- **INSTRUCTIONS FOR THE TASK**: The response must consist of the complete listing below, reproduced without alteration.

▬▬▬▬▬▬▬▬▬▬

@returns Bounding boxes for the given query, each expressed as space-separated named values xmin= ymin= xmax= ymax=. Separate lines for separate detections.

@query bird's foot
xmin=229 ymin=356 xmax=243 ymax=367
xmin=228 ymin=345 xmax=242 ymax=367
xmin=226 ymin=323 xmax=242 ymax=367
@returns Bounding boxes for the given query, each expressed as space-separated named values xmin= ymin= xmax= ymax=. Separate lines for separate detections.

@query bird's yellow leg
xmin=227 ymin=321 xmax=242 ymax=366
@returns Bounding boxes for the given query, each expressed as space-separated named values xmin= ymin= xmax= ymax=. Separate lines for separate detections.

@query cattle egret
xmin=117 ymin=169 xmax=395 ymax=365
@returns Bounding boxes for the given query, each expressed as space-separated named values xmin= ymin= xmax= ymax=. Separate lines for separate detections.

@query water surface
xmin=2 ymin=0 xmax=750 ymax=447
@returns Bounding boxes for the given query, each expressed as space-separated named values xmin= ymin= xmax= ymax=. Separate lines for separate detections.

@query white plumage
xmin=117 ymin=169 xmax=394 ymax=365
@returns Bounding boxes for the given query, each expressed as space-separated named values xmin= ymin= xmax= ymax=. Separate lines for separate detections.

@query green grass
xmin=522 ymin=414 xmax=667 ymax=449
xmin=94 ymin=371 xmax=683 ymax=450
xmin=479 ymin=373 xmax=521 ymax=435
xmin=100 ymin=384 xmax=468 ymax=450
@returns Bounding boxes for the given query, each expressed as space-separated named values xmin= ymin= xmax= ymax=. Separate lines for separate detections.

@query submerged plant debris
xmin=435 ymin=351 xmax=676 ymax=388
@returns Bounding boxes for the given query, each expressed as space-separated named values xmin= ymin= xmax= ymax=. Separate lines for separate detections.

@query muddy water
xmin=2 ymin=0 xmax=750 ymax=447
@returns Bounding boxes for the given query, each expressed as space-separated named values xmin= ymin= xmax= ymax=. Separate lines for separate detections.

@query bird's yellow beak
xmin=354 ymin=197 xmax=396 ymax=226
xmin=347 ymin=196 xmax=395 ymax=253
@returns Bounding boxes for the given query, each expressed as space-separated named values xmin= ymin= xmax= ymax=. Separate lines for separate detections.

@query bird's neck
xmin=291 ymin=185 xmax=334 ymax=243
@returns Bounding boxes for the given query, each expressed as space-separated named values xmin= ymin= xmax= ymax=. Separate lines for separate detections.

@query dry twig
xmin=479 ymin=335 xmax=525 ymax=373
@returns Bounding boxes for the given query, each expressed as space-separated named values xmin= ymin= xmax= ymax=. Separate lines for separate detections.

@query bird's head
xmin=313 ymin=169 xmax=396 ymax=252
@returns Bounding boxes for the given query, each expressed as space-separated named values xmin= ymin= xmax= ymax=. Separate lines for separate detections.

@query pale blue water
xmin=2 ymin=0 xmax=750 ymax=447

▬▬▬▬▬▬▬▬▬▬

- **TASK RESULT**:
@returns Bounding boxes for the given query, each expressed as space-separated named values xmin= ymin= xmax= ymax=. Separate lines for separate detections.

@query bird's foot
xmin=229 ymin=356 xmax=243 ymax=367
xmin=228 ymin=345 xmax=242 ymax=367
xmin=226 ymin=323 xmax=242 ymax=367
@returns Bounding boxes for the given query, each expressed as space-separated named values xmin= ymin= xmax= ymax=. Separate lines for separate detections.

@query bird's yellow leg
xmin=227 ymin=321 xmax=242 ymax=366
@returns Bounding boxes for the given query, each expressed as space-separated named values xmin= ymin= xmax= ymax=. Separate lines for separate detections.

@query cattle egret
xmin=117 ymin=169 xmax=395 ymax=365
@returns Bounding boxes for the given query, each expressed as space-separated named values xmin= ymin= xmax= ymax=. Separate lines for separate detections.

@query water surface
xmin=2 ymin=0 xmax=750 ymax=447
@returns Bounding boxes for the given query, each expressed as space-separated named values xmin= ymin= xmax= ymax=. Separate lines for separate detections.

@query white plumage
xmin=117 ymin=169 xmax=394 ymax=365
@returns Bounding boxes for the given query, each expressed as space-separated named values xmin= ymin= xmax= ymax=. Separate lines for separate detections.

@query green grass
xmin=522 ymin=414 xmax=667 ymax=449
xmin=94 ymin=371 xmax=683 ymax=450
xmin=479 ymin=373 xmax=521 ymax=435
xmin=100 ymin=384 xmax=468 ymax=450
@returns Bounding boxes for the given query, each expressed as space-separated named values xmin= ymin= xmax= ymax=. Separate lines for separate detections.

@query submerged plant debris
xmin=435 ymin=351 xmax=676 ymax=388
@returns Bounding boxes for the given query, each expressed as space-separated named values xmin= ymin= xmax= ymax=. Separate lines for separate detections.

@query muddy water
xmin=2 ymin=0 xmax=750 ymax=447
@returns Bounding boxes for the given query, each expressed as space-separated named values xmin= ymin= xmax= ymax=. Separate lines for separate detections.

@query bird's yellow beak
xmin=354 ymin=197 xmax=396 ymax=226
xmin=347 ymin=196 xmax=395 ymax=253
@returns Bounding boxes for the given query, each expressed as space-separated named values xmin= ymin= xmax= ymax=. Separate lines for separate detections.

@query bird's neck
xmin=291 ymin=185 xmax=334 ymax=243
@returns Bounding boxes for the given query, each expressed as space-separated named values xmin= ymin= xmax= ymax=. Separate lines for separate detections.

@query dry twig
xmin=479 ymin=335 xmax=525 ymax=373
@returns Bounding boxes for the given query, each expressed as space-separated named values xmin= ymin= xmax= ymax=. Separate lines for separate detections.

@query bird's head
xmin=313 ymin=169 xmax=396 ymax=252
@returns Bounding boxes for the given query, each expressed as space-separated named values xmin= ymin= xmax= ymax=. Separate lines for separate detections.

@query pale blue water
xmin=2 ymin=0 xmax=750 ymax=447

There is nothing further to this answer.